Can you quote the part of the listing below from the line containing "Where can the front" up to and including the line containing "<point>114,47</point>", word for word?

◆ **Entries supplied**
● ● ● ● ●

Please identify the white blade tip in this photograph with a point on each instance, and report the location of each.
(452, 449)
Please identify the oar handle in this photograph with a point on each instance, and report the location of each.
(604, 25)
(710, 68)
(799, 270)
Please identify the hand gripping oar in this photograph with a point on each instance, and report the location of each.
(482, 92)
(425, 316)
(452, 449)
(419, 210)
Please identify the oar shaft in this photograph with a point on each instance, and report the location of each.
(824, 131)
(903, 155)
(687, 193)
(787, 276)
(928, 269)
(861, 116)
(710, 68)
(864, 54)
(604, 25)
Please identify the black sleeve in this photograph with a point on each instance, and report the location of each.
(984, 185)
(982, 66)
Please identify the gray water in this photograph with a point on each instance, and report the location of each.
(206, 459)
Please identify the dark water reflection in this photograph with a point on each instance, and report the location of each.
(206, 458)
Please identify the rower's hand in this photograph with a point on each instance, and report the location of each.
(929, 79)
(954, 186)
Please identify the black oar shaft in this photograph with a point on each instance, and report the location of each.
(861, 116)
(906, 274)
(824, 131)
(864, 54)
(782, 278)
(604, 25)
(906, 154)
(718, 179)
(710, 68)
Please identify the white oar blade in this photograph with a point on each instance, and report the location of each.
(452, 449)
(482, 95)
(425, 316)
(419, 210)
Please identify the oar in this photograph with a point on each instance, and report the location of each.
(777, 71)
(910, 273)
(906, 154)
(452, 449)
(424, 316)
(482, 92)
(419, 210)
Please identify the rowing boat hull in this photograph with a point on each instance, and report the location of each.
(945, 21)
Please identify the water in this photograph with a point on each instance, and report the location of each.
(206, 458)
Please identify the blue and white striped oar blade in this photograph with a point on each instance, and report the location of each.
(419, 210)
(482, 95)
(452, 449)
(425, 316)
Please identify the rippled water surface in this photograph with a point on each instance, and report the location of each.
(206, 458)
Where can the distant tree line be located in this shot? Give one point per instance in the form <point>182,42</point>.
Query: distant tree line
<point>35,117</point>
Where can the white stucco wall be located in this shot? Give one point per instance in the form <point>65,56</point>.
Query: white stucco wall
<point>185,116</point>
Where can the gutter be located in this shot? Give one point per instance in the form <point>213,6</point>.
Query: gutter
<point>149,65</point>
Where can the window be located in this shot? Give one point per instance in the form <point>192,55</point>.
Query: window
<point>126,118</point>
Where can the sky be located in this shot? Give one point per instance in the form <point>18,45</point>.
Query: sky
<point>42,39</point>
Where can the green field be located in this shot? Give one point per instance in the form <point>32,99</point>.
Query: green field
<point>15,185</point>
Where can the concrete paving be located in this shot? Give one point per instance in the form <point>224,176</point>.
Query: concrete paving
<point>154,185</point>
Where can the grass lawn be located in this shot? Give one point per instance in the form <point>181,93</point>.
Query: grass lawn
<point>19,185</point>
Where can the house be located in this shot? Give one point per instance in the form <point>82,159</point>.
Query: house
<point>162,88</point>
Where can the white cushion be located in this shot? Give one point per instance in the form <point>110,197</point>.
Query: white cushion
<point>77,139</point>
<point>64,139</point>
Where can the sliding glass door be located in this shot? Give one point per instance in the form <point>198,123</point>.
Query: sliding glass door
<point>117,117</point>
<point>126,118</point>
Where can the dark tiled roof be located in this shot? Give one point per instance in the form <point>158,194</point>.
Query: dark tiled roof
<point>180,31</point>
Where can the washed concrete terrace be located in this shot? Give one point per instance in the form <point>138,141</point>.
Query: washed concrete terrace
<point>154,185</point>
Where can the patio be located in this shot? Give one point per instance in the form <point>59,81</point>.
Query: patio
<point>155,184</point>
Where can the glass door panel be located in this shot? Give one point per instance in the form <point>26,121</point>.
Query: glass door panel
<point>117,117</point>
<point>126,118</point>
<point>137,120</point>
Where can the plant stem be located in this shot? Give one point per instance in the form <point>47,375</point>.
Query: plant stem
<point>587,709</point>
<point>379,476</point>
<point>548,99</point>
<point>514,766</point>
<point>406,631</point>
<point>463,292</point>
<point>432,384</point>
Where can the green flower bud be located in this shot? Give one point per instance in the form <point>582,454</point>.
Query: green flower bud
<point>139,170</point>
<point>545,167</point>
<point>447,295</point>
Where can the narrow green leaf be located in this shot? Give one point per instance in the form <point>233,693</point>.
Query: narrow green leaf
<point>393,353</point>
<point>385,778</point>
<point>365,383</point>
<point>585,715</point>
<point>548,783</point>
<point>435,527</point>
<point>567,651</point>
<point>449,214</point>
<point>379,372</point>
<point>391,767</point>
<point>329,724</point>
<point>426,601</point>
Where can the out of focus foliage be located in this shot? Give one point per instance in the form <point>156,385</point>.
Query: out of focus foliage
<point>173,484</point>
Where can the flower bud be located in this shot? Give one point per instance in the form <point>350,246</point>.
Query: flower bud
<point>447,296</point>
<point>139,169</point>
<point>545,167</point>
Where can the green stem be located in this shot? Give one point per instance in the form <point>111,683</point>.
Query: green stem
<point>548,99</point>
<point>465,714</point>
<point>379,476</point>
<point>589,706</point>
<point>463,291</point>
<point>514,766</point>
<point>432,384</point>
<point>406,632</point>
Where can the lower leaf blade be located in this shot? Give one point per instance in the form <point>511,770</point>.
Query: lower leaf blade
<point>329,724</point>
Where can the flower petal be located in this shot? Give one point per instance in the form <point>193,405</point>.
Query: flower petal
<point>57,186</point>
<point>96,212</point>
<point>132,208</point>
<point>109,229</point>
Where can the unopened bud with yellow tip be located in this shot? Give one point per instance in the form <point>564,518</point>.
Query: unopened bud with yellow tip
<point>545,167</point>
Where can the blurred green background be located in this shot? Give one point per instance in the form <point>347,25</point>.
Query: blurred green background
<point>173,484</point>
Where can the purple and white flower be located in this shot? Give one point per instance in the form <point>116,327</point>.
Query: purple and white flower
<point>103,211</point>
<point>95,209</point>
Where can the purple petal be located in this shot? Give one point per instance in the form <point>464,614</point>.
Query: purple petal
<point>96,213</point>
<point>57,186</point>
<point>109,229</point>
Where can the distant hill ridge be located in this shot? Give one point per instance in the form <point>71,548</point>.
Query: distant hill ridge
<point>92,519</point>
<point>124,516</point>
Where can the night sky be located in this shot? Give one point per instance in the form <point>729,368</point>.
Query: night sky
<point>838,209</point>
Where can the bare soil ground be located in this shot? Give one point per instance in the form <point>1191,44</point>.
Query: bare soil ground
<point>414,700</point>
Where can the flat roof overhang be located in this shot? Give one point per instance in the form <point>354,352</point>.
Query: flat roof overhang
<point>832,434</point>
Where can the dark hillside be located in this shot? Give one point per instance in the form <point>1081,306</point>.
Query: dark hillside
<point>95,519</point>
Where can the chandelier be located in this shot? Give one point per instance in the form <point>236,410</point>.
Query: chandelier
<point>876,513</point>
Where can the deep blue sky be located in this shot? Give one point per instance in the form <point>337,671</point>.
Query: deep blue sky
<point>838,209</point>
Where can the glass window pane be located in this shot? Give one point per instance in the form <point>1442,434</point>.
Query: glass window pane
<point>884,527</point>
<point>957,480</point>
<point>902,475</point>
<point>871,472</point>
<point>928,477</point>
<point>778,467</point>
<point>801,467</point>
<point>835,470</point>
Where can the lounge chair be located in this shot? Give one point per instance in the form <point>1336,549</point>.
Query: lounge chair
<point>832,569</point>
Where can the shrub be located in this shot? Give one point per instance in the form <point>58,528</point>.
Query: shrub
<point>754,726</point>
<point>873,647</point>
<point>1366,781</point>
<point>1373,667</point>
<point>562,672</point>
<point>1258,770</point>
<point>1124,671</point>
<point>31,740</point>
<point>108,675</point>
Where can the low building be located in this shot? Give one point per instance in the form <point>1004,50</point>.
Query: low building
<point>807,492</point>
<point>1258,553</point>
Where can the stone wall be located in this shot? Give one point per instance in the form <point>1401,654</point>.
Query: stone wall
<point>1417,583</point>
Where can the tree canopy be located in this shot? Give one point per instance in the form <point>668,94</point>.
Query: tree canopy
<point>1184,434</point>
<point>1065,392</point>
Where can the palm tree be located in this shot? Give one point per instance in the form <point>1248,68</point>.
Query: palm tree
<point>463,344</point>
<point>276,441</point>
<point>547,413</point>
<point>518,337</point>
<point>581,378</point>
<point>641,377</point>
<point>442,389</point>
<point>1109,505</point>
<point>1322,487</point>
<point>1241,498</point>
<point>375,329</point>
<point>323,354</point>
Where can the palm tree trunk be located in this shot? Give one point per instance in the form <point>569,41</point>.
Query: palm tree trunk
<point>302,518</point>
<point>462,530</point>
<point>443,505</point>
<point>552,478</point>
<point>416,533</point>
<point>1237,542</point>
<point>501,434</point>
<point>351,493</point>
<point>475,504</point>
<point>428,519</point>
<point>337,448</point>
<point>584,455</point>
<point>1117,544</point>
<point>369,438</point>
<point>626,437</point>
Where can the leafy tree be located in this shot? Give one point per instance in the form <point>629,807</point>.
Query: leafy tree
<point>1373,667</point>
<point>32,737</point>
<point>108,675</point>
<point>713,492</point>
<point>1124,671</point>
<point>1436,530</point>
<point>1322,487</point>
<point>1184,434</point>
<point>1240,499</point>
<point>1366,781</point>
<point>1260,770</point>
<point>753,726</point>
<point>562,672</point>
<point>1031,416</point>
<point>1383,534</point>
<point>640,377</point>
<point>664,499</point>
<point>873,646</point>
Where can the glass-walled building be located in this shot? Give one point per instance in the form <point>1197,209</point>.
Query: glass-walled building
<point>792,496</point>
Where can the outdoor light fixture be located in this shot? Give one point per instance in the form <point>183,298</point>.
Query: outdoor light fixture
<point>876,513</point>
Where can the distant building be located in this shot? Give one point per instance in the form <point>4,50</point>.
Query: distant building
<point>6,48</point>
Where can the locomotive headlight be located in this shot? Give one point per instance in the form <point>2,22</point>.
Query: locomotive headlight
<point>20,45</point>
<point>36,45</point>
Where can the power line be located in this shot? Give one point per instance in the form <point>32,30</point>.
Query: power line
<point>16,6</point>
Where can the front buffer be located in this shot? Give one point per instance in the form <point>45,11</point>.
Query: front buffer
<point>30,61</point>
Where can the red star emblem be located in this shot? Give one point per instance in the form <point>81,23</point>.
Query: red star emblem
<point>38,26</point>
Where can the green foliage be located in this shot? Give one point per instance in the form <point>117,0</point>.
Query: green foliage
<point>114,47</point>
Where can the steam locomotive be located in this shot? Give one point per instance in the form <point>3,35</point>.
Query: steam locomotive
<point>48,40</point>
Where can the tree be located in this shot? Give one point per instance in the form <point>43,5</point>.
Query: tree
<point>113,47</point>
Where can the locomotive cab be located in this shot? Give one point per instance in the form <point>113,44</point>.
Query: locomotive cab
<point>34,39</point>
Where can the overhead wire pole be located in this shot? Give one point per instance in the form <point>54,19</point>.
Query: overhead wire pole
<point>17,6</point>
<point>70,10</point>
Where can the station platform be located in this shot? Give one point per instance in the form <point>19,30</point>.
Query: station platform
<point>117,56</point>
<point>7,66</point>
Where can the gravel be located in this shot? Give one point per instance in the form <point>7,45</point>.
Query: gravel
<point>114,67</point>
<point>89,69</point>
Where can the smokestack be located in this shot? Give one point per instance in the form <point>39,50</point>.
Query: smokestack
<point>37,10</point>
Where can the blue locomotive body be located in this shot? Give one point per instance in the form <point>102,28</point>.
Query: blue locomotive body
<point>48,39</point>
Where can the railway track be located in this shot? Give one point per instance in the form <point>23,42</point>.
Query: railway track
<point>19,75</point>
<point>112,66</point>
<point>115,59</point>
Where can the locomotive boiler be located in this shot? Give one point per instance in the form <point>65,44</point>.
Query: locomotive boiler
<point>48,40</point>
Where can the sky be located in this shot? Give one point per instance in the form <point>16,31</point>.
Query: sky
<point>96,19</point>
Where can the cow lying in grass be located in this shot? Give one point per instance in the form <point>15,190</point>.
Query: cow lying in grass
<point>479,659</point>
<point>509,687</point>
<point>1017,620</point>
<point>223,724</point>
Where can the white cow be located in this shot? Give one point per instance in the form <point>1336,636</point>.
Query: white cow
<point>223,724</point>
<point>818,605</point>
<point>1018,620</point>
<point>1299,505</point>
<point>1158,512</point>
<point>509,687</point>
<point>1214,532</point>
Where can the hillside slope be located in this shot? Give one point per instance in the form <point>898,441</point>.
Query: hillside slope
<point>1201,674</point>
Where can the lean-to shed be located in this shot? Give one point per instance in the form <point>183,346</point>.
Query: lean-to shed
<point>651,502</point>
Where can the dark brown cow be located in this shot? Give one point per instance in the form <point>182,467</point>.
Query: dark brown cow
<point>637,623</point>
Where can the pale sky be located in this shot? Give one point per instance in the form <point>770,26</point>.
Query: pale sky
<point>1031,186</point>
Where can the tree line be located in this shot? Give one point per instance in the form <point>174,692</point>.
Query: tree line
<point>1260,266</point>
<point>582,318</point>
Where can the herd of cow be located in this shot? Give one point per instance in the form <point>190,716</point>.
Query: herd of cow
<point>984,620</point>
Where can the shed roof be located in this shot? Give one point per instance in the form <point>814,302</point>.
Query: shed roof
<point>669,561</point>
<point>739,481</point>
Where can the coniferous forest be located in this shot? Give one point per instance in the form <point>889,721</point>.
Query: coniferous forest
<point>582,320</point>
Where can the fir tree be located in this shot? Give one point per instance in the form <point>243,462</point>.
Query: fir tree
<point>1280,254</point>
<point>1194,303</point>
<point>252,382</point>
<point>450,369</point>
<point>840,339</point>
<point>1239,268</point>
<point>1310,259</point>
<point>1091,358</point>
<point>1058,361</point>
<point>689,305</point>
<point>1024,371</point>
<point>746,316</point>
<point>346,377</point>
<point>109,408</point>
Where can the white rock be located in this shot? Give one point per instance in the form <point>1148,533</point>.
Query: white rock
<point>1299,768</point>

● ● ● ● ●

◆ **Task response**
Where can the front buffer be located in this shot? Give one point per instance in the form <point>45,11</point>.
Query: front buffer
<point>30,61</point>
Where can the red star emblem be located in this shot? Give one point per instance in the form <point>81,23</point>.
Query: red star emblem
<point>38,26</point>
Where can the green foliage be located in this shot? Give one point per instance in the form <point>117,0</point>.
Query: green foliage
<point>114,47</point>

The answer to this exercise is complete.